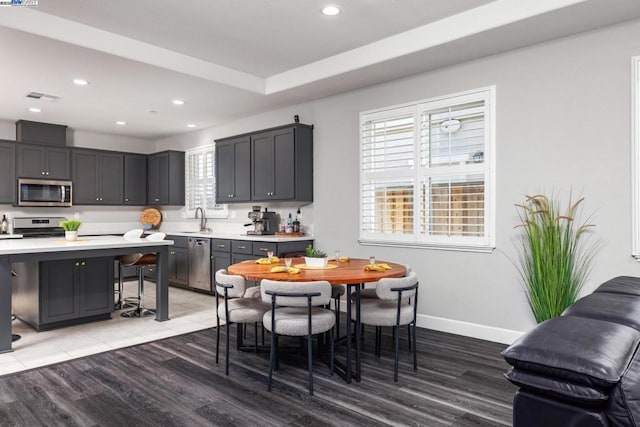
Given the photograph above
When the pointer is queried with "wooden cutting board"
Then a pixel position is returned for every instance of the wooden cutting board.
(151, 216)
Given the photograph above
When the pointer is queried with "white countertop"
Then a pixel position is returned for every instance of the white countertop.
(59, 244)
(231, 236)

---

• [Assignment]:
In your answer, set down the full listing word for word and include no pictures.

• [Written solution]:
Given the photograph above
When the pointer is queried with "wooden cutting board"
Then a pixel position is returned for every instance of the wooden cutting board.
(151, 216)
Given the photograph above
When the pointer is queried with "white countertop"
Then a pixel position is returned for every instance of the white countertop.
(59, 244)
(231, 236)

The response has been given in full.